(Exercise) Transcribe the entries exactly; images are not part of the copy.
============
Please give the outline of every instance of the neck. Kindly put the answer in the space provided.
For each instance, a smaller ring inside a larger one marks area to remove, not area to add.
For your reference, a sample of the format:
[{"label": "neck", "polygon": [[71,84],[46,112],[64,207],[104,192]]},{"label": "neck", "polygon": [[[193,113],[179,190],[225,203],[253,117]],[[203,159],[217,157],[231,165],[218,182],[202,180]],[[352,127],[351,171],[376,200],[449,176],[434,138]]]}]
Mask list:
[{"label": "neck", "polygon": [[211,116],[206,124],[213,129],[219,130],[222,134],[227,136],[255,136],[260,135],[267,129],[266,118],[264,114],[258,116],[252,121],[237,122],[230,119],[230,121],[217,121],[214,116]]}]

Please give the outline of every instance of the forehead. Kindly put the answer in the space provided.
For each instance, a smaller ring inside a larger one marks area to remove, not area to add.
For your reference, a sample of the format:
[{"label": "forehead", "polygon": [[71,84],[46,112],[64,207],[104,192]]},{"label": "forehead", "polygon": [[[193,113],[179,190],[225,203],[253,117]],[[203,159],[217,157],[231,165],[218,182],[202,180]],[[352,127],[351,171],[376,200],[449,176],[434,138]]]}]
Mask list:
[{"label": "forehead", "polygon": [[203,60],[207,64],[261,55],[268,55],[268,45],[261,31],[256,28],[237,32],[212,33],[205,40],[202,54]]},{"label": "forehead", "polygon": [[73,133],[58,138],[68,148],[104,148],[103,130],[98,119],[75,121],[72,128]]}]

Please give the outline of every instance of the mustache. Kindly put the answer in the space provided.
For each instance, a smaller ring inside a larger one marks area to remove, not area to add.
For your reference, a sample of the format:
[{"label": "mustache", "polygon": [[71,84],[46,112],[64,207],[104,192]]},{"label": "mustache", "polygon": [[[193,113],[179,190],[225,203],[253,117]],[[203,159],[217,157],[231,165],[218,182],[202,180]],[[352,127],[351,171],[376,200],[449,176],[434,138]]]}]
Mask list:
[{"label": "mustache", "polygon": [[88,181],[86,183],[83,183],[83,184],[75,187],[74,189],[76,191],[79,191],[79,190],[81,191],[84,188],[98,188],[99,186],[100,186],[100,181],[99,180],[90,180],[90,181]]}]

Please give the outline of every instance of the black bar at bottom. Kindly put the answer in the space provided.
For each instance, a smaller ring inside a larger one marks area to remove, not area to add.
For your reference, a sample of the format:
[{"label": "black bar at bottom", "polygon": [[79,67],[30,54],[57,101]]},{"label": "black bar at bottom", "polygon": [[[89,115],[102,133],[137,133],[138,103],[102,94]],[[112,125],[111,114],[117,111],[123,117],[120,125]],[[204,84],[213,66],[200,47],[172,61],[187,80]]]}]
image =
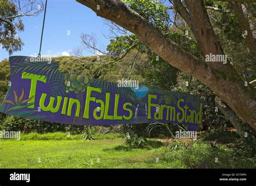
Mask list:
[{"label": "black bar at bottom", "polygon": [[[0,169],[0,186],[81,183],[84,185],[255,185],[255,170],[2,169]],[[10,180],[11,174],[14,178],[14,173],[16,176],[17,174],[30,174],[29,182],[26,181],[25,175],[19,175],[17,179],[23,176],[25,180]]]}]

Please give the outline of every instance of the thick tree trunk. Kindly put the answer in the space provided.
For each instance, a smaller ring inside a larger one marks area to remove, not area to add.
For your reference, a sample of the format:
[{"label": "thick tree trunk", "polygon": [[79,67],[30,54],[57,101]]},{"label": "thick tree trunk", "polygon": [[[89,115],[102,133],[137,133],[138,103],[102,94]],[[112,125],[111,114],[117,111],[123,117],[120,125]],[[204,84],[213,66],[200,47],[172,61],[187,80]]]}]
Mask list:
[{"label": "thick tree trunk", "polygon": [[77,1],[92,9],[98,16],[137,35],[141,42],[171,65],[192,75],[211,89],[245,123],[256,129],[255,89],[250,84],[245,86],[242,77],[230,63],[220,68],[211,67],[204,60],[183,50],[120,1]]}]

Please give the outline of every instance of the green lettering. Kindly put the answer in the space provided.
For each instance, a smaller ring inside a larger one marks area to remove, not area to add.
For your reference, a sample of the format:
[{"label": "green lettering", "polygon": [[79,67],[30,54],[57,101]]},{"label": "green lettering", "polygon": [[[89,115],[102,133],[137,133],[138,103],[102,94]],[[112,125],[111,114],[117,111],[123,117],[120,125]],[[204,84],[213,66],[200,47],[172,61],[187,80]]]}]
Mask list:
[{"label": "green lettering", "polygon": [[[25,71],[23,71],[22,75],[22,78],[31,80],[31,84],[30,85],[30,91],[29,92],[29,98],[32,97],[32,99],[28,102],[28,104],[35,103],[37,81],[40,81],[45,83],[47,80],[46,77],[45,76],[31,74]],[[33,109],[35,108],[35,104],[30,105],[28,106],[28,108],[30,109]]]}]

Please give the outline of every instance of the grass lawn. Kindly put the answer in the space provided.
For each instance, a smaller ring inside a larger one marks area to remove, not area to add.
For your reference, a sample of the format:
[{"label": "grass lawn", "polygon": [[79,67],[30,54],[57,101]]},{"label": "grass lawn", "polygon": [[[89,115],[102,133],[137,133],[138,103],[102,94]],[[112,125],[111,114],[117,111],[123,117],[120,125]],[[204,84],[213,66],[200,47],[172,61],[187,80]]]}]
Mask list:
[{"label": "grass lawn", "polygon": [[233,149],[213,148],[200,140],[170,146],[150,139],[149,148],[131,149],[118,135],[82,140],[31,140],[35,134],[30,135],[19,141],[0,140],[0,168],[184,168],[205,161],[206,168],[256,168],[255,156],[233,158]]}]

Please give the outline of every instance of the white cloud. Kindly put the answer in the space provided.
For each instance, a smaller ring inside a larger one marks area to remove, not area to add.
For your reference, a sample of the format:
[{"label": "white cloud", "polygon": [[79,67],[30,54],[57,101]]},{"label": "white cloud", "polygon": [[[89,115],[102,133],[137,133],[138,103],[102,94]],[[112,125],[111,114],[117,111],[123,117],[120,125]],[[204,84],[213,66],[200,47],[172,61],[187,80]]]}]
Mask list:
[{"label": "white cloud", "polygon": [[62,55],[63,55],[63,56],[70,56],[70,55],[66,52],[63,52],[62,53]]}]

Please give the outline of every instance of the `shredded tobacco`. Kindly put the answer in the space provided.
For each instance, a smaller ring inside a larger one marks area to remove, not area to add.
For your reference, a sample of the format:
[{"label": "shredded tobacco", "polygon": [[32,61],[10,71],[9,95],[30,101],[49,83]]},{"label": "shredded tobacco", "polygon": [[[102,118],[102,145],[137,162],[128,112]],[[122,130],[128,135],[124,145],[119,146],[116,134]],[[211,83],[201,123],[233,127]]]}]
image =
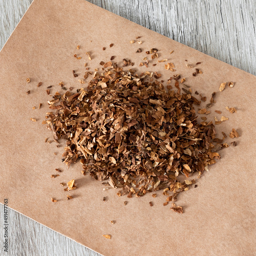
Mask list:
[{"label": "shredded tobacco", "polygon": [[[146,53],[157,51],[153,48]],[[131,63],[123,61],[124,66]],[[220,158],[214,153],[220,148],[215,143],[220,142],[212,122],[197,122],[194,105],[200,101],[191,90],[181,90],[180,75],[169,80],[175,80],[174,91],[154,81],[148,72],[139,75],[111,61],[101,65],[106,69],[95,72],[87,90],[56,93],[48,101],[56,113],[48,115],[47,129],[55,141],[66,141],[62,161],[69,167],[79,160],[83,174],[87,172],[95,180],[108,180],[119,189],[118,196],[140,197],[167,188],[164,190],[167,202],[176,201],[179,193],[195,183],[182,181],[181,176],[197,173],[200,177]],[[173,67],[167,63],[166,69]],[[154,76],[161,76],[155,72]],[[215,102],[215,95],[207,108]],[[206,109],[199,111],[210,113]],[[74,182],[68,182],[65,190],[76,188]],[[180,206],[171,209],[183,212]]]}]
============
(Complete answer)
Please give the outline of every instance of the neck. Kindly put the answer in the space provided.
For each instance, a smaller ring inside a larger one marks area to remove, not area to add.
For your reference, a sample of the format:
[{"label": "neck", "polygon": [[71,84],[46,112],[64,207],[104,192]]},{"label": "neck", "polygon": [[[193,113],[179,190],[225,203],[253,117]],[[203,159],[217,157],[231,165],[218,182],[202,180]],[[352,127],[351,171],[376,200],[449,176],[434,138]]]}]
Mask list:
[{"label": "neck", "polygon": [[211,116],[206,124],[213,129],[219,130],[222,134],[227,136],[255,136],[260,135],[267,129],[266,118],[264,114],[258,116],[252,121],[237,122],[230,119],[230,121],[217,121],[214,116]]}]

Please give the outline of every instance of the forehead. Kindly put the answer in the space provided.
For each instance, a smaller ring inside a larger one marks area to remove, not area to add.
For your reference, a sample of the format:
[{"label": "forehead", "polygon": [[71,84],[46,112],[64,207],[104,192]]},{"label": "forehead", "polygon": [[[193,113],[179,190],[225,203],[253,117]],[[203,159],[217,157],[231,165],[218,182],[202,180]],[[352,127],[351,171],[376,200],[449,176],[434,138]]]}]
Mask list:
[{"label": "forehead", "polygon": [[203,60],[207,64],[261,55],[268,55],[268,45],[261,31],[256,28],[237,32],[212,33],[205,40],[202,54]]},{"label": "forehead", "polygon": [[73,133],[58,138],[68,148],[104,148],[103,130],[98,119],[75,121],[72,128]]}]

Please give the outline of every instance of the mustache. Kindly put the answer in the space provided.
For each instance, a smaller ring inside a larger one marks area to remove, not area to add.
For your reference, a sample of the format:
[{"label": "mustache", "polygon": [[71,84],[46,112],[64,207],[104,192]]},{"label": "mustache", "polygon": [[[193,113],[179,190],[225,203],[253,117]],[[203,159],[217,157],[231,165],[218,182],[202,180]],[[352,127],[351,171],[376,200],[449,176],[434,138]]]}]
Mask list:
[{"label": "mustache", "polygon": [[88,181],[86,183],[83,183],[83,184],[75,187],[74,189],[76,191],[79,191],[79,190],[81,191],[84,188],[98,188],[99,186],[100,186],[100,181],[99,180],[90,180],[90,181]]}]

Please give the outline of every instance of the black bar at bottom. Kindly put the answer in the space provided.
For each instance, a smaller ring inside a larger one marks area to remove, not area to add.
For your reference, a sample of the format:
[{"label": "black bar at bottom", "polygon": [[79,67],[30,54],[57,101]]},{"label": "black bar at bottom", "polygon": [[[89,115],[102,133],[137,133],[138,103],[102,94]],[[112,125],[111,114],[117,111],[123,117],[120,125]],[[204,84],[213,66],[200,47],[172,61],[187,80]]]}]
image =
Mask list:
[{"label": "black bar at bottom", "polygon": [[[0,169],[0,186],[81,183],[84,185],[255,185],[255,170],[2,169]],[[10,180],[11,174],[14,178],[14,173],[16,176],[17,174],[30,174],[29,182],[26,181],[25,175],[19,175],[17,179],[23,176],[25,180]]]}]

Please give the outline of every instance of the thick tree trunk. Kindly put the answer in the space provided.
For each instance, a smaller ring inside a larger one marks area to remove, not area to add.
For your reference, a sample of the format:
[{"label": "thick tree trunk", "polygon": [[79,67],[30,54],[57,101]]},{"label": "thick tree trunk", "polygon": [[[89,115],[102,133],[137,133],[138,103],[102,94]],[[112,125],[111,114],[117,111],[123,117],[120,125]],[[204,84],[213,66],[200,47],[172,61],[187,80]]]}]
Mask list:
[{"label": "thick tree trunk", "polygon": [[77,1],[92,9],[98,16],[137,35],[141,42],[171,65],[192,75],[211,89],[245,123],[256,129],[255,89],[250,84],[245,86],[242,77],[230,63],[220,68],[211,67],[204,60],[183,50],[120,1]]}]

Please give the outline of every instance of the green lettering. Kindly put the answer in the space provided.
For each instance, a smaller ring inside a larger one marks area to remove, not area to add.
For your reference, a sample of the format:
[{"label": "green lettering", "polygon": [[79,67],[30,54],[57,101]]},{"label": "green lettering", "polygon": [[[89,115],[102,133],[137,133],[138,103],[102,94]],[[112,125],[111,114],[117,111],[123,117],[120,125]],[[204,84],[213,66],[200,47],[172,61],[187,80]]]}]
Mask list:
[{"label": "green lettering", "polygon": [[[25,71],[23,71],[22,75],[22,78],[31,80],[31,84],[30,85],[30,91],[29,92],[29,98],[32,97],[32,99],[28,102],[28,104],[35,103],[37,81],[40,81],[45,83],[47,80],[46,77],[45,76],[31,74]],[[33,109],[35,108],[35,104],[30,105],[28,106],[28,108],[30,109]]]}]

Please give the outline of every instance of the grass lawn. Kindly put the answer in the space provided.
For each instance, a smaller ring inside a larger one marks area to remove, not area to add.
For your reference, a sample of the format:
[{"label": "grass lawn", "polygon": [[79,67],[30,54],[57,101]]},{"label": "grass lawn", "polygon": [[[89,115],[102,133],[137,133],[138,103],[102,94]],[[112,125],[111,114],[117,111],[123,117],[120,125]],[[204,84],[213,66],[200,47],[172,61],[187,80]]]}]
Mask list:
[{"label": "grass lawn", "polygon": [[233,149],[213,148],[200,140],[170,146],[150,139],[149,148],[131,149],[118,135],[82,140],[31,140],[35,134],[30,135],[19,141],[0,140],[0,168],[184,168],[205,161],[206,168],[256,168],[255,156],[233,158]]}]

Please give the outline of every instance of the white cloud. Kindly put the answer in the space provided.
For each instance, a smaller ring inside a larger one marks area to remove, not area to add.
For your reference, a sample of the format:
[{"label": "white cloud", "polygon": [[79,67],[30,54],[57,101]]},{"label": "white cloud", "polygon": [[[89,115],[102,133],[137,133],[138,103],[102,94]],[[112,125],[111,114],[117,111],[123,117],[120,125]],[[204,84],[213,66],[200,47],[172,61],[187,80]]]}]
Mask list:
[{"label": "white cloud", "polygon": [[62,55],[63,55],[63,56],[70,56],[70,55],[66,52],[63,52],[62,53]]}]

Please give the outline of every instance of the `shredded tobacco`. Kindly put the answer in the space provided.
For each instance, a smaller ring inside a larger one marks area to remove, not area to add.
For your reference, a sample of the format:
[{"label": "shredded tobacco", "polygon": [[32,61],[10,71],[9,95],[30,101],[49,83]]},{"label": "shredded tobacco", "polygon": [[[102,118],[102,145],[137,162],[128,112]],[[122,130],[128,135],[124,145],[119,146],[116,134]],[[211,83],[201,123],[233,127]]]}]
image =
Mask list:
[{"label": "shredded tobacco", "polygon": [[[146,53],[157,51],[153,48]],[[131,63],[123,61],[124,66]],[[220,158],[214,153],[220,148],[215,143],[220,142],[212,122],[197,122],[194,105],[200,101],[191,90],[181,90],[180,75],[169,80],[175,80],[174,91],[154,81],[148,72],[139,75],[111,61],[101,65],[106,69],[95,72],[87,90],[56,93],[48,101],[56,113],[48,115],[47,129],[55,141],[66,141],[62,161],[69,167],[79,160],[83,174],[87,172],[95,180],[108,180],[119,189],[118,196],[140,197],[167,188],[164,190],[167,202],[176,201],[179,193],[195,183],[182,181],[181,176],[197,173],[200,177]],[[173,67],[167,63],[166,69]],[[154,76],[161,76],[155,72]],[[215,102],[215,95],[207,108]],[[206,109],[199,111],[210,113]],[[74,182],[68,182],[65,190],[76,188]],[[180,206],[171,209],[183,212]]]}]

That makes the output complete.